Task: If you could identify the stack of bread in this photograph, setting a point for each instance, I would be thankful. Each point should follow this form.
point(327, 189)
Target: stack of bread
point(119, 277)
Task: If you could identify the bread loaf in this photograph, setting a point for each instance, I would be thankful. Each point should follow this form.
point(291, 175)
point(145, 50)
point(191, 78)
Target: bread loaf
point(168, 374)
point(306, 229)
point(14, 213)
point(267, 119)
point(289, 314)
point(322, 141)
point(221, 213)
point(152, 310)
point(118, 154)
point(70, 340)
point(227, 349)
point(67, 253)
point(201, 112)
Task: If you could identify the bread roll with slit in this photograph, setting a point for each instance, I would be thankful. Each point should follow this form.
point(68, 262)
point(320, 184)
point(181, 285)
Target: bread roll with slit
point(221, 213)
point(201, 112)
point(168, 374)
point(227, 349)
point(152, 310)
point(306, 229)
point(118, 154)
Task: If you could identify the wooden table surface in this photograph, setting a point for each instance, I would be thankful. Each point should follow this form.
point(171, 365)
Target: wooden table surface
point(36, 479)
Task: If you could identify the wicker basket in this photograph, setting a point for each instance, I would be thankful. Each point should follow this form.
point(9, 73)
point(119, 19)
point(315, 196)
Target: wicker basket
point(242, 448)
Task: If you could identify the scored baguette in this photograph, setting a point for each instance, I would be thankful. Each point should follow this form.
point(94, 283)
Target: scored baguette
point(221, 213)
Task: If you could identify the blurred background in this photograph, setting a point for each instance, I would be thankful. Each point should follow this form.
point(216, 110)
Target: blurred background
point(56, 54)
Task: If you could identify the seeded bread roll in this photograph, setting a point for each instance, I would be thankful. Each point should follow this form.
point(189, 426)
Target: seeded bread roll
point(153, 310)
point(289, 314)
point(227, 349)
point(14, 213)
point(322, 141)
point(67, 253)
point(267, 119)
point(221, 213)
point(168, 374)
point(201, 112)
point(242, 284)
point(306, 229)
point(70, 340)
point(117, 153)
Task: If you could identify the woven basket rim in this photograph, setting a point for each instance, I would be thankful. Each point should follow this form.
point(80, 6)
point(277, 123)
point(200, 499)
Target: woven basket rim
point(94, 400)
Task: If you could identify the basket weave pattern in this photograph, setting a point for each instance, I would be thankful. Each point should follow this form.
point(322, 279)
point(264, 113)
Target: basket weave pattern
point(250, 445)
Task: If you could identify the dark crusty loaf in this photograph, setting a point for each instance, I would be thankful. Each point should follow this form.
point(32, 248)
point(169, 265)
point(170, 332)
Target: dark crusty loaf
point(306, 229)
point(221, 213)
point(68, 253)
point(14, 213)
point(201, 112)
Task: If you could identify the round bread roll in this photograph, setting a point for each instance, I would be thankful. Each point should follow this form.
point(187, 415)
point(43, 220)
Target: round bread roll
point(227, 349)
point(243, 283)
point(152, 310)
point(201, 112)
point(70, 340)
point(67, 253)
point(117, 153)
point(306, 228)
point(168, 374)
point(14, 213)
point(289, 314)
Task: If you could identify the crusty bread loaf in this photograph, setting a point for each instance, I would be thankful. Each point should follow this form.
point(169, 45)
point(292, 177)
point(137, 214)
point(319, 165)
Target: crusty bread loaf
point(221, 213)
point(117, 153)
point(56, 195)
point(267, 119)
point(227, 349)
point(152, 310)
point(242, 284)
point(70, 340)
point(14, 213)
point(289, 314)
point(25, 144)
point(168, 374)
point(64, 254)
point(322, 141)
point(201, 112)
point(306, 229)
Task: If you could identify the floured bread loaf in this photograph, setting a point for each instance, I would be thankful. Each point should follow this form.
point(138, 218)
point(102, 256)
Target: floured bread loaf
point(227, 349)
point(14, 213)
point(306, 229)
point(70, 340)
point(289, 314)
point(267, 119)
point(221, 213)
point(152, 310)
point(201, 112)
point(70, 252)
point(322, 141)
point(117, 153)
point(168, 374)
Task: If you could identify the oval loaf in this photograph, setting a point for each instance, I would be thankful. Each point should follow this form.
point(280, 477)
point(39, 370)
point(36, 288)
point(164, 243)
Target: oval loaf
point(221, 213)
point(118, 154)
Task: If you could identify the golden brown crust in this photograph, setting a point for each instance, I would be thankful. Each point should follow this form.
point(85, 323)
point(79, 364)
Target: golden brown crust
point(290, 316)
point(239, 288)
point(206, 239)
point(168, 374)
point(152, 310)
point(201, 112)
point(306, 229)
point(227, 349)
= = = =
Required work
Will you return exactly the lines above from the one with "point(187, 415)" down to the one with "point(319, 165)", counting both as part of the range?

Response
point(187, 415)
point(43, 220)
Target: round bread roll
point(227, 349)
point(243, 283)
point(152, 310)
point(201, 112)
point(70, 340)
point(67, 253)
point(117, 153)
point(306, 228)
point(168, 374)
point(14, 213)
point(289, 314)
Task: If you could identify the crusty bread loaf in this photograph, setting a point for each instance, I would be thankful. Each point should follow this form.
point(169, 45)
point(292, 177)
point(137, 214)
point(319, 165)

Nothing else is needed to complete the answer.